*AANGELEVERD MATERIAAL*:
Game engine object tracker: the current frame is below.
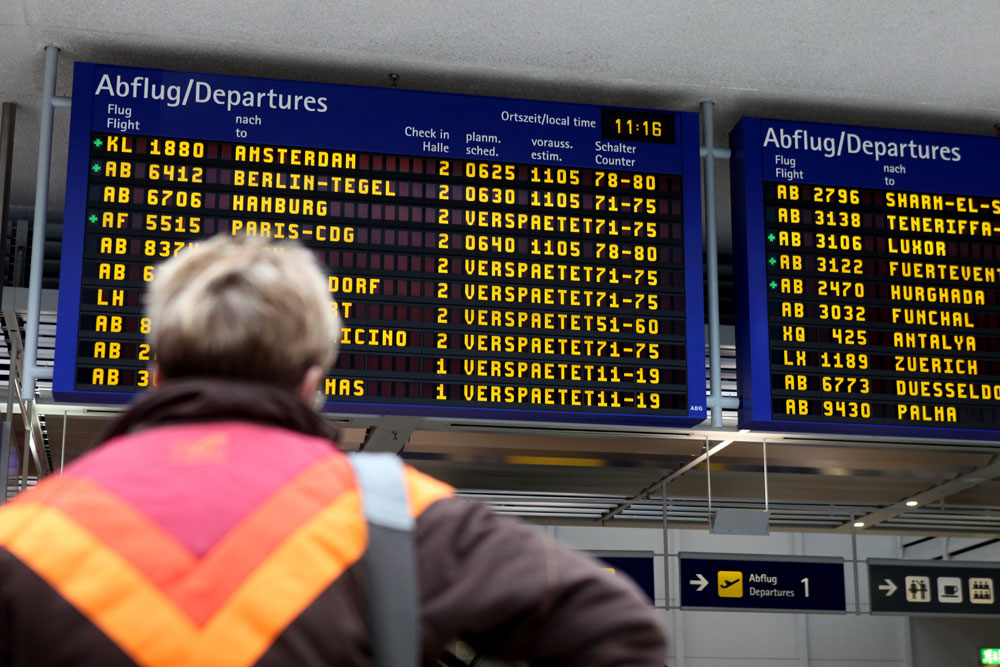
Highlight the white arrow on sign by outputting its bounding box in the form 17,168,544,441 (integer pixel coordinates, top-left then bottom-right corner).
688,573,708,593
==
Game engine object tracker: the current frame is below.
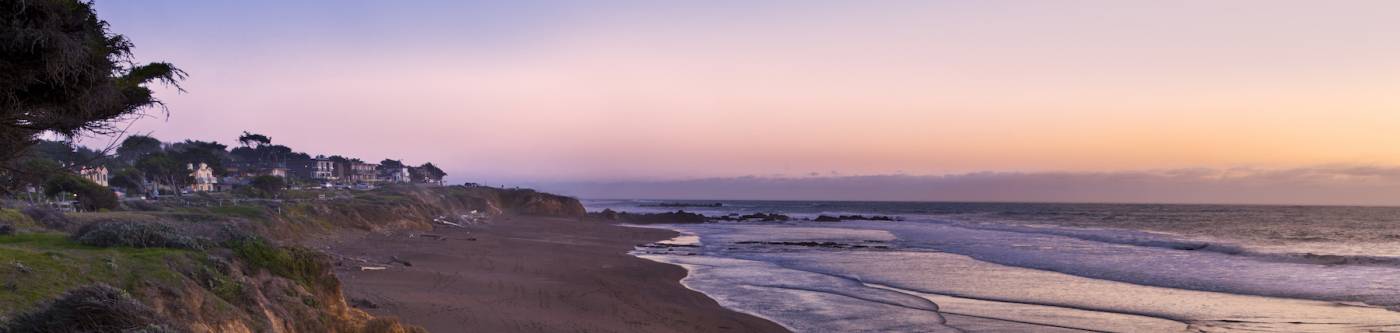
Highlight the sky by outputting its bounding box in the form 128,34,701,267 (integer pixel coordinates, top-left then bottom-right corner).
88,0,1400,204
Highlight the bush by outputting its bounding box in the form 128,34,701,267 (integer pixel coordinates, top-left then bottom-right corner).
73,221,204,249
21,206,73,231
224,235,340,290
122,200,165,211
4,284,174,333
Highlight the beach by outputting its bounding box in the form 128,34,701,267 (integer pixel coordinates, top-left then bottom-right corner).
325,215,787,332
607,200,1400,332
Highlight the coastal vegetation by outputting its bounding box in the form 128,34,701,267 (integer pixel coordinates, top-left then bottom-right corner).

*JOUW OPDRACHT*:
Kun je de regels hierboven woord voor woord kopiëren, te beginnen bij de regel met "Highlight the bush" en stoppend na de regel met "607,200,1400,332"?

*RESULTAAT OEFENING*:
Highlight the bush by outputting its bounding box in the form 128,34,701,267 (integer pixel coordinates, top-left then bottom-right corner).
73,221,204,249
21,206,73,231
224,235,340,290
122,200,165,211
4,284,174,333
Highlight the beach by outputting its bounding box in the form 128,34,701,267 (integer pixel coordinates, top-left then bottom-right corner).
325,215,787,332
607,200,1400,332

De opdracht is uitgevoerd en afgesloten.